§ **Activity**: The reply should contain only the lines from the start of the records through the line with "Task: for every instance of the dog's head, drop", reproduced verbatim and without pictures.

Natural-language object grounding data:
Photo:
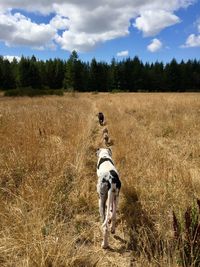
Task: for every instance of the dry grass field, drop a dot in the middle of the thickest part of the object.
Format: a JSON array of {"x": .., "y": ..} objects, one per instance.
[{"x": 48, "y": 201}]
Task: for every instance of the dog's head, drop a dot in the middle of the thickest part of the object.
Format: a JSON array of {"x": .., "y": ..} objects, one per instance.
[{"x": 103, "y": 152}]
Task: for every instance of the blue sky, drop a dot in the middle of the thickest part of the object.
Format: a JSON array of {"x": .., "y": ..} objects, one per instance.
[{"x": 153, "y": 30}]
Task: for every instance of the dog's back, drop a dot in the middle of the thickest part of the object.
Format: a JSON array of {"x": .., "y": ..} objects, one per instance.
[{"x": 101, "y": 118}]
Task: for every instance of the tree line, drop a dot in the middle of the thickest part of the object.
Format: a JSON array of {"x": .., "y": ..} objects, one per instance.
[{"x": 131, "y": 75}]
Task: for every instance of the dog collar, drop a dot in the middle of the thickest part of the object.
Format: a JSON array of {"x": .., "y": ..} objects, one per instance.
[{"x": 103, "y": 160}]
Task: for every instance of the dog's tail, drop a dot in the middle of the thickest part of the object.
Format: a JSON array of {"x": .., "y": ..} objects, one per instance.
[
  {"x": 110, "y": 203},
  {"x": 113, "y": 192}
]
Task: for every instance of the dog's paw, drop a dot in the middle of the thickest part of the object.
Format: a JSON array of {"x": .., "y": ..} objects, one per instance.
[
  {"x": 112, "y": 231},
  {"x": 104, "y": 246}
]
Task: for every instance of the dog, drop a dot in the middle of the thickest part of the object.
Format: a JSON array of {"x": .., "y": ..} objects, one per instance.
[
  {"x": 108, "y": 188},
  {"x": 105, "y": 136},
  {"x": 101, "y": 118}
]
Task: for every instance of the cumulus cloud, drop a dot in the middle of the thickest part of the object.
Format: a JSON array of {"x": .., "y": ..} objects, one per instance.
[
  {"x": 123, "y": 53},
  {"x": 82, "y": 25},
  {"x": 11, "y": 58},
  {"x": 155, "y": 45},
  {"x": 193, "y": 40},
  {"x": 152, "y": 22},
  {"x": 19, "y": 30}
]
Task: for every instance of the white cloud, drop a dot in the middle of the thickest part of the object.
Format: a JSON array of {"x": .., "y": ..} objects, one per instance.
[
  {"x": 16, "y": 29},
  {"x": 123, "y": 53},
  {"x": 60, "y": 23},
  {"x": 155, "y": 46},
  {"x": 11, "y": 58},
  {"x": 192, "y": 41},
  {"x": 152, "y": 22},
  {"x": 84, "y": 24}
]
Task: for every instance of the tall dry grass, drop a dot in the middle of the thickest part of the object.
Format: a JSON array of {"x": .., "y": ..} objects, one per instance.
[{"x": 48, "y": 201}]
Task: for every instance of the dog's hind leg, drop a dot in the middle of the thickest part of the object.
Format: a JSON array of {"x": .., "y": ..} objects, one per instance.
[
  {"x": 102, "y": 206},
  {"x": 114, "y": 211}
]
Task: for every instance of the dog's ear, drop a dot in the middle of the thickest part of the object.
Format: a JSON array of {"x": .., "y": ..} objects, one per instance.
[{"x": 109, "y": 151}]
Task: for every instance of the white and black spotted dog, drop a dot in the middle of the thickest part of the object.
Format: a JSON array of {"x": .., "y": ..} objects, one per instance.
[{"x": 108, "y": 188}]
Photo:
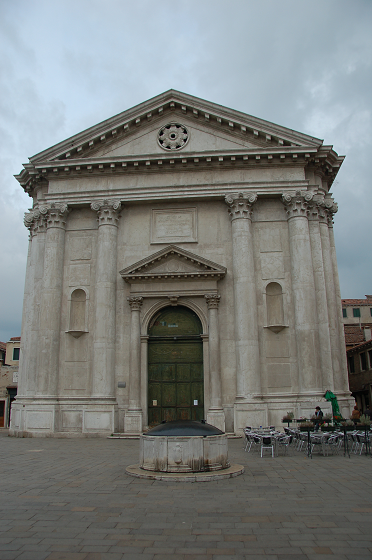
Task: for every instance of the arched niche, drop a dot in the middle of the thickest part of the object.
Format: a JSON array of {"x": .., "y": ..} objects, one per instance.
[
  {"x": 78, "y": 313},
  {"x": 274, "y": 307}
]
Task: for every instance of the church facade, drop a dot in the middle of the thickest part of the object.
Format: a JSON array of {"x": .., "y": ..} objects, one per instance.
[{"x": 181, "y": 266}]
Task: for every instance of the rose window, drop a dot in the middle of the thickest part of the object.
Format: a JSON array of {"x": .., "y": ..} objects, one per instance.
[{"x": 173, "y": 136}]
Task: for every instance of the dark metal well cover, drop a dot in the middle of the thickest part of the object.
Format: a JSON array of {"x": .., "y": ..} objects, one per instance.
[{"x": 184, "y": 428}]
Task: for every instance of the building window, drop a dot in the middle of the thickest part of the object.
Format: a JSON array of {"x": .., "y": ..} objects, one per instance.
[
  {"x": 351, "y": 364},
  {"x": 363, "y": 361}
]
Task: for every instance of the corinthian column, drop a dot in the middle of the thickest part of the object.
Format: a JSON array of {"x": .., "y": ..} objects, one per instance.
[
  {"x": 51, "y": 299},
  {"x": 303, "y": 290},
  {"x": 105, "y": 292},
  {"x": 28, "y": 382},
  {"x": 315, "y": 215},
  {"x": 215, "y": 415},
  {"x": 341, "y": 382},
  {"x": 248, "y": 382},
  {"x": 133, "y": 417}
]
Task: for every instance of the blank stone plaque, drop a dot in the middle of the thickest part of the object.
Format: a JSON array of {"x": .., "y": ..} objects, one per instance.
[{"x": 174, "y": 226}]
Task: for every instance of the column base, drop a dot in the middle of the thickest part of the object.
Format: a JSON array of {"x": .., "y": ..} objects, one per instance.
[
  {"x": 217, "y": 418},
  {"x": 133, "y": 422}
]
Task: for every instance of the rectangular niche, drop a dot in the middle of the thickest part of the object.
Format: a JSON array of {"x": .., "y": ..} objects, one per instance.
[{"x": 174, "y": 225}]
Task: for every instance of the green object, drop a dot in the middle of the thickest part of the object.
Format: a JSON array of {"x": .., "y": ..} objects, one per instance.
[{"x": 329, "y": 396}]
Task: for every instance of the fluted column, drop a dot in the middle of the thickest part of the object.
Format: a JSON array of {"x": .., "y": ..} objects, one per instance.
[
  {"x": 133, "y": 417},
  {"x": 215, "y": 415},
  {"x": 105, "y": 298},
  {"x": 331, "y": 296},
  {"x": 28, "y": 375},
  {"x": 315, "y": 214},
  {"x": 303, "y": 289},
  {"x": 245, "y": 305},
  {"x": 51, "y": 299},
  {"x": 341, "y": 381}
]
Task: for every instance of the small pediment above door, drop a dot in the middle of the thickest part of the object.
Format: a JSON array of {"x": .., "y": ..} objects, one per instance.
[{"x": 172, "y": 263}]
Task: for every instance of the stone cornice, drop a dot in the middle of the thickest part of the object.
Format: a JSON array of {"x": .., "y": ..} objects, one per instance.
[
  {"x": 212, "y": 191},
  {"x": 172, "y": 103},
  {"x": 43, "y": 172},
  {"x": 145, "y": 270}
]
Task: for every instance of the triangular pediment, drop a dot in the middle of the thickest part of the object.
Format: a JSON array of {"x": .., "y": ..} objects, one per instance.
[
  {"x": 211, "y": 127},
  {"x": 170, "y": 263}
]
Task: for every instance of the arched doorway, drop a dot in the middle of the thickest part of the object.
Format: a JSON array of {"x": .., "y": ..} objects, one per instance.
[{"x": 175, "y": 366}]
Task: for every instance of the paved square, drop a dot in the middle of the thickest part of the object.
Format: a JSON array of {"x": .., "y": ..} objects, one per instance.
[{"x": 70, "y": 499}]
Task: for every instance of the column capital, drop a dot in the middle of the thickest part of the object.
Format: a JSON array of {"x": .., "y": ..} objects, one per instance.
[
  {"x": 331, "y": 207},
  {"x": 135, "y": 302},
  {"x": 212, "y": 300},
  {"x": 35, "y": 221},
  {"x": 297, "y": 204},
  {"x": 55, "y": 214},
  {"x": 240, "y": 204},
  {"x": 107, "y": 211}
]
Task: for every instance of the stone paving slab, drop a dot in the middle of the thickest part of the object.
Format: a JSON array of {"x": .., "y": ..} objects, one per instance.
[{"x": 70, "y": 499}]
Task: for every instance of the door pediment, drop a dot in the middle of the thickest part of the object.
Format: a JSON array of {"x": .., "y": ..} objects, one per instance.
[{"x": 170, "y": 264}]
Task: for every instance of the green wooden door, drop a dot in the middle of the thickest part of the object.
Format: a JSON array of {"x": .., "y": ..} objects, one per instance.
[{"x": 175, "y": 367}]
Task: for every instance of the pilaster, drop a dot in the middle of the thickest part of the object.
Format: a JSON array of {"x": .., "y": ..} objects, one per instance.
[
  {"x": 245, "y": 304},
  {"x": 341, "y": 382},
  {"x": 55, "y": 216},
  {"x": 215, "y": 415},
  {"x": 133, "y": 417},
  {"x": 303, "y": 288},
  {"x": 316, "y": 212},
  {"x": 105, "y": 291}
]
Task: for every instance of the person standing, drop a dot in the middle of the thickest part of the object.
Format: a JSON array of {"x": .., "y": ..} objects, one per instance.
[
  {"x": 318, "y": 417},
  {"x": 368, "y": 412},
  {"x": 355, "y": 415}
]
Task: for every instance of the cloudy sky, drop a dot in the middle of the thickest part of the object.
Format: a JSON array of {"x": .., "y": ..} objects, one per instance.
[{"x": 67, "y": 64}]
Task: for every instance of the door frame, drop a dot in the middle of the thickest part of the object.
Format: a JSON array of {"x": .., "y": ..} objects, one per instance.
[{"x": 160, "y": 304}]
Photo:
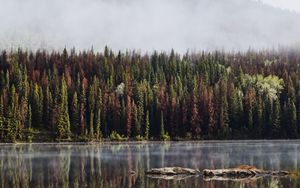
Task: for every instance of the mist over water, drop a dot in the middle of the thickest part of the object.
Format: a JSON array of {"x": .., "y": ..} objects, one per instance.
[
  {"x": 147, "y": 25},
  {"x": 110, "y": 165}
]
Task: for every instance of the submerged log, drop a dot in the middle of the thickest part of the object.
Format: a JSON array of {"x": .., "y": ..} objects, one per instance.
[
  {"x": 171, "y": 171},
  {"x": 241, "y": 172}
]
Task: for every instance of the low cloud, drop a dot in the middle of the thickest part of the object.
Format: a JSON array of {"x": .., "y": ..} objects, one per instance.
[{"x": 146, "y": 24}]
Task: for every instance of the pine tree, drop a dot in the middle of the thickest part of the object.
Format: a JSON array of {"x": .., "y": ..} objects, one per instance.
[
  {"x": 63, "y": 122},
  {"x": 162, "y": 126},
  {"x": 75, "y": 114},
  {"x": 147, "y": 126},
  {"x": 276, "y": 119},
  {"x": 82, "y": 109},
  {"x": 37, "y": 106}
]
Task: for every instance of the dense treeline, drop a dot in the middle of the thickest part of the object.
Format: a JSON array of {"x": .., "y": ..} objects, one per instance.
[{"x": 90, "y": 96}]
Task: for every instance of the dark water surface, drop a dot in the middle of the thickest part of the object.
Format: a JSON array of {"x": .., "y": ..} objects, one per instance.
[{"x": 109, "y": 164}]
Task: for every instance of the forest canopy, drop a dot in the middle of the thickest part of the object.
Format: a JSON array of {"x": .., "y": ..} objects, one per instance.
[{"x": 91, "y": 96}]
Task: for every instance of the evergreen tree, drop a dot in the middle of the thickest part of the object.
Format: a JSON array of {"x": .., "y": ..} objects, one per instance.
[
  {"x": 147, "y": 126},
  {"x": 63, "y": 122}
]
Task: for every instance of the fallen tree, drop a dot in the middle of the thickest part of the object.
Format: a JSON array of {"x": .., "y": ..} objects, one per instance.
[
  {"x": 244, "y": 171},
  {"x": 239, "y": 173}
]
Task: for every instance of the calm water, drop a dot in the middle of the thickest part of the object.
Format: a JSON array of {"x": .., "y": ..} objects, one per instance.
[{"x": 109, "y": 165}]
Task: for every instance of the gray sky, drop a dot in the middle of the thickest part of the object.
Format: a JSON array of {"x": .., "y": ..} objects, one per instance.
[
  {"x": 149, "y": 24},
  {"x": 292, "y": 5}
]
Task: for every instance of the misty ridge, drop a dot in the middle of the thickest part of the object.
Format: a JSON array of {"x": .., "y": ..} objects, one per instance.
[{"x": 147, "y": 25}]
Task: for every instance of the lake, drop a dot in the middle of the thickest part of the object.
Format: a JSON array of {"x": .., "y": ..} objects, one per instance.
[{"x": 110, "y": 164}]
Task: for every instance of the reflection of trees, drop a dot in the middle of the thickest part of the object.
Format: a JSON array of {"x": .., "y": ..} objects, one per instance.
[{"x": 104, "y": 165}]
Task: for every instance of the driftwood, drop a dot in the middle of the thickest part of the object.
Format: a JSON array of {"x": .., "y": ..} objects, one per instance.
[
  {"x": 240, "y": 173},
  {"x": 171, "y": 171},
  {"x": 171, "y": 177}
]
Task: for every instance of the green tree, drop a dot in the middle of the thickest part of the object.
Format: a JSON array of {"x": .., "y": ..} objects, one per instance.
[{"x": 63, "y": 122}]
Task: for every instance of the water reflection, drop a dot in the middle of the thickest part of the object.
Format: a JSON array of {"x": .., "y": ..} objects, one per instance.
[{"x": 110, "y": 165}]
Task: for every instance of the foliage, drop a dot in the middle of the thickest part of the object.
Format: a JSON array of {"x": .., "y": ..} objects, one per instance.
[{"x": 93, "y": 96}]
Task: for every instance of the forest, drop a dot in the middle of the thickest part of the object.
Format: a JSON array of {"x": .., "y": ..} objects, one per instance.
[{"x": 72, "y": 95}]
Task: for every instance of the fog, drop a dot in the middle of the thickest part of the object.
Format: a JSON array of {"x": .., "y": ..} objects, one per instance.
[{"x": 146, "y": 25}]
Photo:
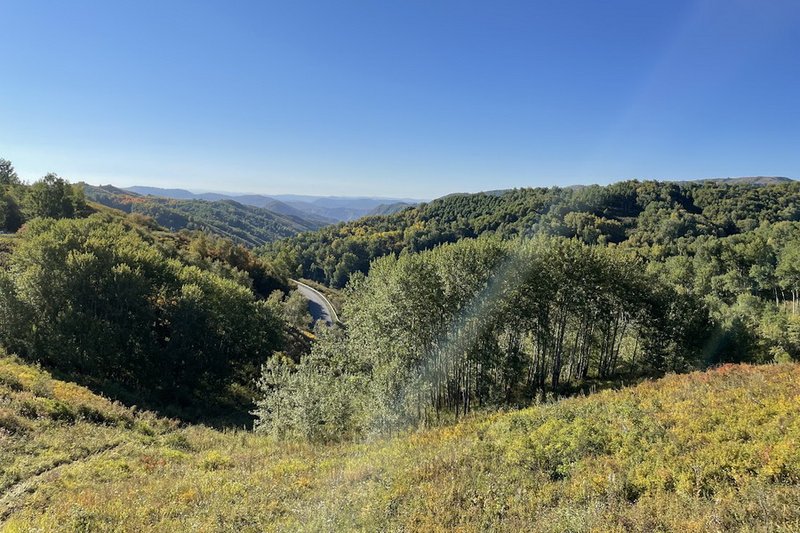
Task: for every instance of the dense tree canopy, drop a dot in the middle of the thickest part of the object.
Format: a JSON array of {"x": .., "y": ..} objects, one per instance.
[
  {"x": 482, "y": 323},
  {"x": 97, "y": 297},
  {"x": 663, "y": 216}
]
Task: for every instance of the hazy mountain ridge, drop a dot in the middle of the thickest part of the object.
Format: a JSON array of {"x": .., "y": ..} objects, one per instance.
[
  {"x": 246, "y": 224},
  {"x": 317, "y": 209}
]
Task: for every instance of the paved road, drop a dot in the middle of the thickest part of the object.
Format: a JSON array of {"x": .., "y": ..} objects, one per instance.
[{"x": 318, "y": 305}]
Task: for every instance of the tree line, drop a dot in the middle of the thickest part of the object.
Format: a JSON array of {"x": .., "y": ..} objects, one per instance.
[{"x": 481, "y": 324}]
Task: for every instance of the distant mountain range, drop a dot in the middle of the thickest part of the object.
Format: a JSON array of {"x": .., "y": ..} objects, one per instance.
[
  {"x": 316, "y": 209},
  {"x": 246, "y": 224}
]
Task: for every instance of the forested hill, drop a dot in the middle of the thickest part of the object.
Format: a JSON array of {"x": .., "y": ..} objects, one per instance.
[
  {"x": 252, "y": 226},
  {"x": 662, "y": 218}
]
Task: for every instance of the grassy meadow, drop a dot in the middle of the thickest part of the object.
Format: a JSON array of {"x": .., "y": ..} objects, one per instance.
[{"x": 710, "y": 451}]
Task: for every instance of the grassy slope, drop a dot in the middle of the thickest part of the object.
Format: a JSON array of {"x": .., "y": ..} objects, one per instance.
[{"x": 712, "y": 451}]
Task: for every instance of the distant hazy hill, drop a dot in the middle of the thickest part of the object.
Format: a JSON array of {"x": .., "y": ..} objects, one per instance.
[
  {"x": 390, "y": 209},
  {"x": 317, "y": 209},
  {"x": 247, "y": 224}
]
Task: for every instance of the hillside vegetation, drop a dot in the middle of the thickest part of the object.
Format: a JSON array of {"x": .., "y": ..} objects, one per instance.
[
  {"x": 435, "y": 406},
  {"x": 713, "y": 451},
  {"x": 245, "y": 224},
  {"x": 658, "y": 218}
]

§ **Solution to this exercise**:
Photo:
Task: for every instance of the dry grass field, drop a dot in the middle of the thickest part of the object.
Format: a JSON array of {"x": .., "y": ..} objects, one per instance.
[{"x": 48, "y": 201}]
Task: for every instance of the dog's head, drop a dot in the middle of the thickest part of the object.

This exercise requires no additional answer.